Text excerpt -
And that's when I arrive at the last, and most fruitful, observation.

Every time one of the newspapers, having released some information and so dropped a morsel of truth our way, asks the authorities for a confirmation or at least a commentary, every time you ask a cop, or a high-ranking civil servant, or even the governor of the province, if it is true that Fazal, or Bukhari, or Akram Lahori have been found and put behind bars, interrogated, you are regularly treated to obfuscations that vary only depending on the circumstances.

Thus: “Fazal Karim, don't know him . . . Bukhari, never heard of him . . . Zobair Chishti, the accomplice, never seen nor heard anything about him . . . We demand you tell your readers it is by error, a very gross and regrettable error, that your newspaper, in the editions of such and such dates, found it necessary to write that we are holding Mr. X, Y, or Z, in one way or another involved in the kidnapping of the journalist Daniel Pearl . . . ”

Or: “Yes, of course, we know who he is . . . But, just a minute here! MPO! Maintenance of Public Order! this preventive law that grants us, as policemen, the power to incarcerate antigovernment elements without telling anyone! Perhaps the people you are alluding to are in our custody . . . or in the custody of another agency . . . But we have nothing to say regarding your question . . . We have the right—indeed, the right—to make no comment on this information . . . ”

List of tasks -
- 1) List the kinds of officials that the passage on the Daniel Pearl kidnapping says one might ask for confirmation.
- 2) Pick up the passage on the Daniel Pearl kidnapping after its last sentence and carry it forward.

Pointing dataset excerpts -

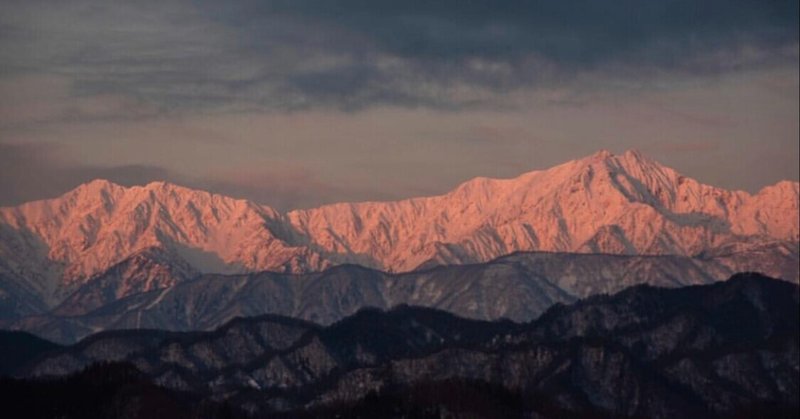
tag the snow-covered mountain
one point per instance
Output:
(604, 203)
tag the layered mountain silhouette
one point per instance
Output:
(121, 242)
(719, 350)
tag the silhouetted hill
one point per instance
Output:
(718, 350)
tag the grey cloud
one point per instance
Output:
(352, 54)
(34, 171)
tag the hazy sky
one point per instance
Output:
(295, 103)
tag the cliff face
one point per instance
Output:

Responses to the tasks -
- 1)
- a cop
- a high-ranking civil servant
- the governor of the province

- 2)
Or, even more subtle: “Yes, of course we know them . . . Yes, of course they are suspects . . . But this trial is complicated enough without introducing new suspects who can only hold up the process of arriving at the truth . . . So, for these suspects allegedly, but only allegedly, guilty, we have a legal status which is a Pakistani specialty: detained but not charged, in prison but not indicted, identified, if you like, but officially unknown . . . We realize they may bear some responsibility for this affair . . . The press is entitled, within limits and because we are indulgent, to report this possibility. But we refuse to confirm it . . . In fact, we refuse to confirm anything . . . And even this declaration that we're making to you at present, we're making it without making it and insist you record it as coming from an ‘anonymous source.' Understand?”

And the result is this Associated Press dispatch of 18 August, concerning Lahori and Bukhari: “The Pakistani authorities are not aware of their detention.”

Or this declaration given by Manzoor Mughal, “chief investigator” of the Pearl case, to the Agence France Presse the following day when asked if there had been any arrests after those of Omar and the three members of the first cell: “We have arrested no one, apart from the four who have appeared before the Court and been judged. And as for this story about the ‘Yemenis,' I say, and I repeat, no Arab has been implicated, much less arrested in the context of this case.”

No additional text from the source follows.